> _DESCRIPTION OF THE TASK_
From the entries below, please gather each line containing the string "negative".

> _ENTRIES SUPPLIED_
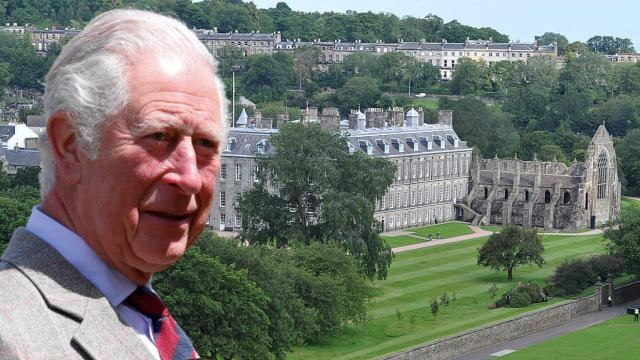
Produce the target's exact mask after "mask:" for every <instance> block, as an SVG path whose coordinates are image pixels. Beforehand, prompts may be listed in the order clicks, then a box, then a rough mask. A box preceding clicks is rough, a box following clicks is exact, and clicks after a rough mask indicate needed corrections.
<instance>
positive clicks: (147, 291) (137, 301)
mask: <svg viewBox="0 0 640 360" xmlns="http://www.w3.org/2000/svg"><path fill="white" fill-rule="evenodd" d="M126 303H127V304H128V305H131V306H133V307H134V308H135V309H136V310H138V311H139V312H141V313H142V314H144V315H146V316H148V317H151V318H157V317H163V316H167V315H168V313H169V312H168V310H167V307H166V306H164V303H163V302H162V300H160V297H158V295H156V293H154V292H153V291H151V290H150V289H149V288H146V287H139V288H137V289H136V290H135V291H134V292H133V293H131V295H129V297H128V298H127V300H126Z"/></svg>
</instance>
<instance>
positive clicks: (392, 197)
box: [376, 183, 466, 210]
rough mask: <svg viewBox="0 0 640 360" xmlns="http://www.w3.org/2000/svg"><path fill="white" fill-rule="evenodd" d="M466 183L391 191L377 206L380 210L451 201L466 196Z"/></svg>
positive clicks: (437, 184)
mask: <svg viewBox="0 0 640 360" xmlns="http://www.w3.org/2000/svg"><path fill="white" fill-rule="evenodd" d="M465 195H466V193H465V186H464V183H458V184H442V183H440V184H433V185H431V186H429V185H423V186H420V187H419V188H417V189H413V190H404V191H397V192H393V191H391V192H390V193H389V194H388V195H385V196H383V197H382V199H380V200H379V201H378V203H377V205H376V208H377V209H378V210H387V209H393V208H398V209H399V208H402V207H408V206H416V205H424V204H428V203H429V201H432V202H434V203H435V202H438V201H450V200H452V199H458V197H463V196H465ZM387 197H388V198H387Z"/></svg>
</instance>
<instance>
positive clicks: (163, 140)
mask: <svg viewBox="0 0 640 360" xmlns="http://www.w3.org/2000/svg"><path fill="white" fill-rule="evenodd" d="M150 137H151V139H152V140H156V141H166V140H167V134H165V133H162V132H157V133H153V134H151V136H150Z"/></svg>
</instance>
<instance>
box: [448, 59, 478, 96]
mask: <svg viewBox="0 0 640 360" xmlns="http://www.w3.org/2000/svg"><path fill="white" fill-rule="evenodd" d="M482 72H483V64H479V63H478V62H477V61H475V60H473V59H471V58H468V57H461V58H460V59H458V63H457V64H456V67H455V72H454V73H453V78H452V79H451V82H450V83H449V89H451V93H452V94H454V95H466V94H473V93H475V92H477V91H478V89H479V87H480V84H481V76H482Z"/></svg>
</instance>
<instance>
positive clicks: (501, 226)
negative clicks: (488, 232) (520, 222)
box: [480, 225, 502, 232]
mask: <svg viewBox="0 0 640 360" xmlns="http://www.w3.org/2000/svg"><path fill="white" fill-rule="evenodd" d="M480 229H482V230H486V231H493V232H500V231H502V226H498V225H487V226H480Z"/></svg>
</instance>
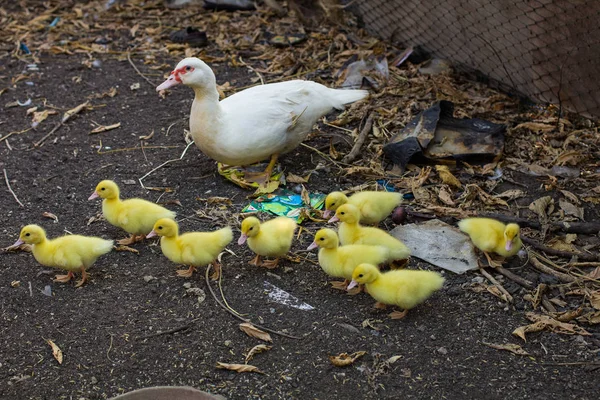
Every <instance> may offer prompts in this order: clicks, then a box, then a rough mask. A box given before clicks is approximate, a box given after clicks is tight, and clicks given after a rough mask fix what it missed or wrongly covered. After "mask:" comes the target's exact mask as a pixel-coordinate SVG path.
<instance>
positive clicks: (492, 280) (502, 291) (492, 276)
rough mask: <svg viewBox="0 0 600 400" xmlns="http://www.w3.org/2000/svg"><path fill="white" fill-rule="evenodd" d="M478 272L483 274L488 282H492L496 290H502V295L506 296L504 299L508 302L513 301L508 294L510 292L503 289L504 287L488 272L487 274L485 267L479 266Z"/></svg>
mask: <svg viewBox="0 0 600 400" xmlns="http://www.w3.org/2000/svg"><path fill="white" fill-rule="evenodd" d="M479 272H481V274H482V275H483V276H485V277H486V278H487V279H488V280H489V281H490V282H492V284H493V285H494V286H496V287H497V288H498V290H500V291H501V292H502V294H504V296H505V297H506V301H508V302H509V303H513V302H514V299H513V297H512V296H511V295H510V293H508V291H507V290H506V289H504V287H503V286H502V285H501V284H500V282H498V281H497V280H496V279H495V278H494V277H493V276H491V275H490V274H488V273H487V271H486V270H485V269H483V268H479Z"/></svg>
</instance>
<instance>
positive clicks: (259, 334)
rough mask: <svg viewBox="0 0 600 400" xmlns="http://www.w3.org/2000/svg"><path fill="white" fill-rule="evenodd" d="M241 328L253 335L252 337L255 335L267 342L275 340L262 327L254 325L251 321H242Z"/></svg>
mask: <svg viewBox="0 0 600 400" xmlns="http://www.w3.org/2000/svg"><path fill="white" fill-rule="evenodd" d="M240 329H241V330H242V331H243V332H244V333H245V334H246V335H248V336H252V337H255V338H257V339H260V340H264V341H265V342H269V343H271V342H273V339H271V335H269V334H268V333H267V332H265V331H261V330H260V329H258V328H257V327H255V326H254V325H252V324H251V323H249V322H243V323H241V324H240Z"/></svg>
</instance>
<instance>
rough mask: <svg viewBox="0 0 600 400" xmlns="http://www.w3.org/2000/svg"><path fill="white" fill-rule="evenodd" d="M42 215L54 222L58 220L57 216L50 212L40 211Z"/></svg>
mask: <svg viewBox="0 0 600 400" xmlns="http://www.w3.org/2000/svg"><path fill="white" fill-rule="evenodd" d="M42 217H46V218H50V219H53V220H54V223H57V222H58V217H57V216H56V215H54V214H52V213H51V212H48V211H45V212H43V213H42Z"/></svg>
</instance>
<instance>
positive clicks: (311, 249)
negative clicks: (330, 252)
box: [306, 242, 319, 250]
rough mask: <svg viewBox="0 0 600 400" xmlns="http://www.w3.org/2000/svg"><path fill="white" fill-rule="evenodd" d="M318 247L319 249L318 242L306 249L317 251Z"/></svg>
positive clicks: (311, 244)
mask: <svg viewBox="0 0 600 400" xmlns="http://www.w3.org/2000/svg"><path fill="white" fill-rule="evenodd" d="M317 247H319V245H318V244H317V242H312V243H311V244H310V246H308V247H307V248H306V250H312V249H316V248H317Z"/></svg>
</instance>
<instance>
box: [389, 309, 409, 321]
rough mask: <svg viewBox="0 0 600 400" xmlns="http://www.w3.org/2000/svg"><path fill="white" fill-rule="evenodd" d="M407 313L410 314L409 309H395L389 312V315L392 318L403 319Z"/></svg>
mask: <svg viewBox="0 0 600 400" xmlns="http://www.w3.org/2000/svg"><path fill="white" fill-rule="evenodd" d="M406 314H408V310H404V311H394V312H393V313H390V314H389V317H390V318H391V319H402V318H404V317H406Z"/></svg>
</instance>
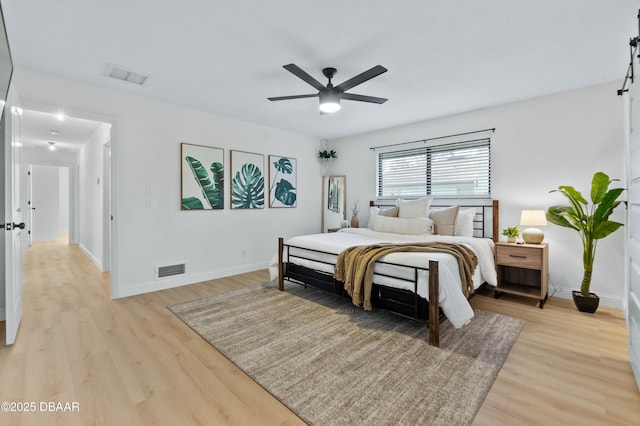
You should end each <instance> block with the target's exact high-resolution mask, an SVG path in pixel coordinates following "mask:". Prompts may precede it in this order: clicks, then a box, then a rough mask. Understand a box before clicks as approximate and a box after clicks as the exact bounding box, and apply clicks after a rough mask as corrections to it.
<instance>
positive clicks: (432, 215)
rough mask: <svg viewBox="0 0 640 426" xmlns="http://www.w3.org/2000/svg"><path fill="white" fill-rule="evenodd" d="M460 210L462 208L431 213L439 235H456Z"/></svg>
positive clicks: (450, 209) (435, 225) (431, 216)
mask: <svg viewBox="0 0 640 426" xmlns="http://www.w3.org/2000/svg"><path fill="white" fill-rule="evenodd" d="M459 208H460V206H451V207H446V208H444V209H439V210H433V211H432V212H431V219H432V220H433V223H434V224H435V233H436V234H437V235H452V236H453V235H455V232H456V222H457V219H458V210H459Z"/></svg>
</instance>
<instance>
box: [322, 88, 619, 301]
mask: <svg viewBox="0 0 640 426" xmlns="http://www.w3.org/2000/svg"><path fill="white" fill-rule="evenodd" d="M523 84H525V83H523ZM618 85H619V82H614V83H608V84H602V85H598V86H593V87H588V88H584V89H581V90H574V91H570V92H565V93H561V94H557V95H552V96H545V97H541V98H535V99H530V100H526V101H522V102H517V103H512V104H508V105H503V106H499V107H492V108H486V109H482V110H478V111H473V112H469V113H465V114H459V115H454V116H449V117H444V118H440V119H435V120H429V121H424V122H421V123H416V124H412V125H407V126H403V127H398V128H393V129H387V130H383V131H379V132H374V133H369V134H365V135H359V136H355V137H349V138H344V139H340V140H334V141H330V143H329V145H330V146H331V147H332V148H334V149H336V150H337V152H338V160H336V161H335V163H334V164H333V166H332V170H331V172H332V173H334V174H345V175H347V182H348V189H347V195H348V206H352V205H353V203H354V201H355V200H359V201H360V206H361V207H362V206H366V205H367V203H368V200H371V199H375V193H376V192H375V191H376V188H375V178H376V169H375V167H376V164H375V160H376V154H375V152H374V151H372V150H370V149H369V148H370V147H373V146H378V145H386V144H394V143H401V142H408V141H414V140H419V139H425V138H430V137H437V136H444V135H449V134H455V133H461V132H466V131H473V130H480V129H486V128H492V127H495V128H496V131H495V133H494V134H493V137H492V139H491V143H492V164H491V166H492V181H491V183H492V196H493V198H495V199H498V200H500V226H501V228H504V227H506V226H513V225H519V219H520V212H521V210H523V209H546V208H547V207H548V206H550V205H554V204H565V202H564V199H563V198H562V196H559V195H557V194H550V193H549V191H550V190H552V189H555V188H557V187H558V186H559V185H573V186H575V187H576V188H577V189H579V190H582V192H583V194H585V195H587V196H588V194H589V193H590V185H591V177H592V176H593V174H594V173H595V172H596V171H604V172H605V173H607V174H609V176H610V177H611V178H620V179H623V178H624V176H625V171H624V164H625V162H624V116H623V102H622V99H621V98H620V97H618V96H616V90H617V89H618ZM425 102H429V100H428V99H426V100H425ZM363 159H364V161H363ZM367 159H368V160H367ZM354 164H362V165H363V166H362V167H360V168H358V169H357V170H354V168H353V165H354ZM367 217H368V211H367V209H366V208H364V209H361V215H360V221H361V223H366V220H367ZM615 219H616V220H618V221H621V222H624V212H623V210H622V208H619V211H618V212H616V214H615ZM543 230H544V232H545V241H547V242H548V243H549V246H550V247H549V253H550V259H549V262H550V266H549V268H550V281H551V283H552V285H553V286H555V287H557V288H558V289H559V291H558V292H556V296H559V297H566V298H570V297H571V293H570V290H573V289H577V288H579V284H580V282H581V280H582V245H581V243H580V240H579V237H578V233H577V232H575V231H573V230H570V229H567V228H561V227H558V226H555V225H552V224H550V225H549V226H547V227H545V228H544V229H543ZM623 253H624V232H621V231H619V232H617V233H615V234H613V235H611V236H609V237H607V238H606V239H604V240H601V241H600V242H599V243H598V249H597V255H596V261H595V265H594V274H593V280H592V286H591V290H592V291H593V292H595V293H597V294H598V295H599V296H600V298H601V303H603V304H606V305H609V306H615V307H619V308H621V307H622V298H623V295H624V274H623V270H624V266H623V263H624V256H623ZM551 291H553V289H552V290H551Z"/></svg>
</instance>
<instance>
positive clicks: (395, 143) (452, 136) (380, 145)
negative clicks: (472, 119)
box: [369, 127, 496, 151]
mask: <svg viewBox="0 0 640 426" xmlns="http://www.w3.org/2000/svg"><path fill="white" fill-rule="evenodd" d="M489 130H491V131H492V132H495V131H496V128H495V127H493V128H490V129H482V130H474V131H473V132H464V133H456V134H454V135H447V136H437V137H435V138H427V139H420V140H417V141H411V142H400V143H392V144H390V145H379V146H372V147H370V148H369V149H371V150H373V151H375V150H376V149H378V148H388V147H390V146H399V145H408V144H410V143H420V142H429V141H435V140H438V139H445V138H453V137H456V136H465V135H472V134H474V133H482V132H488V131H489Z"/></svg>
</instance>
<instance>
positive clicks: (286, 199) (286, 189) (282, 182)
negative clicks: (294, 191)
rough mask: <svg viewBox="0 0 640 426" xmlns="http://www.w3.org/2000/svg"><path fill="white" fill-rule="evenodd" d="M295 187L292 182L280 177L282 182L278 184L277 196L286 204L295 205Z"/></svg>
mask: <svg viewBox="0 0 640 426" xmlns="http://www.w3.org/2000/svg"><path fill="white" fill-rule="evenodd" d="M294 190H295V188H294V187H293V185H291V182H289V181H288V180H285V179H280V182H278V183H277V184H276V188H275V194H274V195H275V198H276V200H278V201H280V202H281V203H282V204H284V205H285V206H293V205H295V203H296V193H295V192H293V191H294Z"/></svg>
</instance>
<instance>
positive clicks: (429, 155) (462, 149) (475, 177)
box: [378, 138, 491, 198]
mask: <svg viewBox="0 0 640 426" xmlns="http://www.w3.org/2000/svg"><path fill="white" fill-rule="evenodd" d="M425 195H433V196H436V197H438V196H441V197H447V196H454V197H464V196H469V197H474V196H490V195H491V140H490V139H487V138H484V139H476V140H470V141H464V142H456V143H448V144H443V145H432V146H425V147H420V148H412V149H406V150H402V151H390V152H381V153H379V154H378V197H381V198H382V197H400V196H402V197H420V196H425Z"/></svg>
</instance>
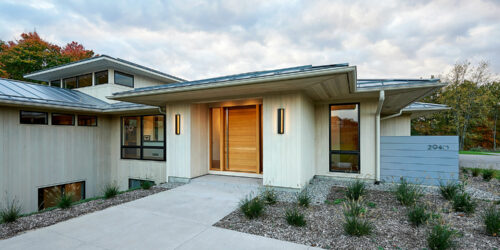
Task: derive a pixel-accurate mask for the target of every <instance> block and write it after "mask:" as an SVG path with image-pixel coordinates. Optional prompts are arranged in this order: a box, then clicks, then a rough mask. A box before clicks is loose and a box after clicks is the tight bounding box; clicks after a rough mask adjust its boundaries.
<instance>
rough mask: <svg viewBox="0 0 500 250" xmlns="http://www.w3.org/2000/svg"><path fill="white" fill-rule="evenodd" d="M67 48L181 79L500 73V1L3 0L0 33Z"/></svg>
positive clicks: (374, 77)
mask: <svg viewBox="0 0 500 250" xmlns="http://www.w3.org/2000/svg"><path fill="white" fill-rule="evenodd" d="M33 30H36V31H37V32H38V33H39V34H40V35H41V36H42V37H43V38H44V39H46V40H49V41H51V42H53V43H56V44H59V45H64V44H65V43H67V42H71V41H78V42H80V43H82V44H83V45H85V46H86V47H87V48H89V49H93V50H94V51H95V52H96V53H98V54H106V55H110V56H114V57H119V58H123V59H126V60H130V61H133V62H136V63H139V64H142V65H145V66H148V67H152V68H155V69H158V70H161V71H164V72H166V73H169V74H173V75H176V76H179V77H182V78H186V79H191V80H195V79H200V78H205V77H212V76H220V75H226V74H233V73H241V72H248V71H256V70H265V69H274V68H281V67H288V66H298V65H306V64H313V65H320V64H331V63H342V62H348V63H350V64H351V65H356V66H358V77H359V78H403V77H404V78H420V77H424V78H428V77H430V75H440V74H443V73H445V72H447V71H448V70H449V69H450V67H451V66H452V65H453V64H454V63H455V62H457V61H459V60H464V59H469V60H471V61H472V62H477V61H479V60H487V61H489V62H490V64H491V70H492V71H493V72H494V73H497V74H498V73H500V2H499V1H475V0H467V1H407V2H406V1H293V0H287V1H280V0H278V1H273V0H264V1H251V2H250V1H191V0H183V1H120V2H115V1H106V0H100V1H94V0H89V1H41V0H40V1H5V0H3V1H0V39H1V40H14V39H17V38H19V34H21V33H22V32H29V31H33Z"/></svg>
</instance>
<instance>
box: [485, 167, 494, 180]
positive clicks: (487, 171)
mask: <svg viewBox="0 0 500 250" xmlns="http://www.w3.org/2000/svg"><path fill="white" fill-rule="evenodd" d="M495 175H496V173H495V170H493V169H483V180H485V181H490V180H491V179H493V178H495Z"/></svg>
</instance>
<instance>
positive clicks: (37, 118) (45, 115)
mask: <svg viewBox="0 0 500 250" xmlns="http://www.w3.org/2000/svg"><path fill="white" fill-rule="evenodd" d="M19 116H20V122H21V124H45V125H46V124H48V120H49V119H48V114H47V112H36V111H21V112H20V115H19Z"/></svg>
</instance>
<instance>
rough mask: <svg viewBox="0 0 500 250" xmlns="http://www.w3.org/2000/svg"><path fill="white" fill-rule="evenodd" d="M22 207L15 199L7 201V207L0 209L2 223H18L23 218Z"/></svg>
mask: <svg viewBox="0 0 500 250" xmlns="http://www.w3.org/2000/svg"><path fill="white" fill-rule="evenodd" d="M21 210H22V209H21V205H19V202H18V201H17V200H16V199H15V198H14V199H12V200H11V201H9V200H7V202H6V205H5V206H4V207H2V208H1V209H0V222H2V223H10V222H14V221H16V220H17V219H18V218H19V217H20V216H21Z"/></svg>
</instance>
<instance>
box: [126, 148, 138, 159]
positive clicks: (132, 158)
mask: <svg viewBox="0 0 500 250" xmlns="http://www.w3.org/2000/svg"><path fill="white" fill-rule="evenodd" d="M122 158H123V159H140V158H141V149H140V148H122Z"/></svg>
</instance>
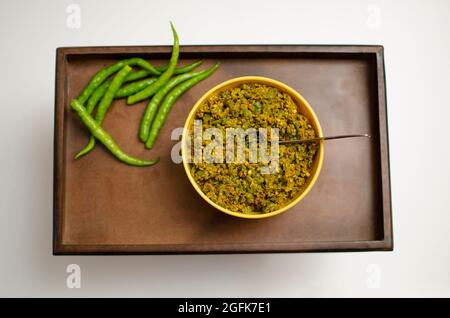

> _OUTPUT BELOW_
negative clicks: (488, 232) (520, 222)
negative clicks: (330, 252)
negative clicks: (472, 119)
negative clicks: (294, 191)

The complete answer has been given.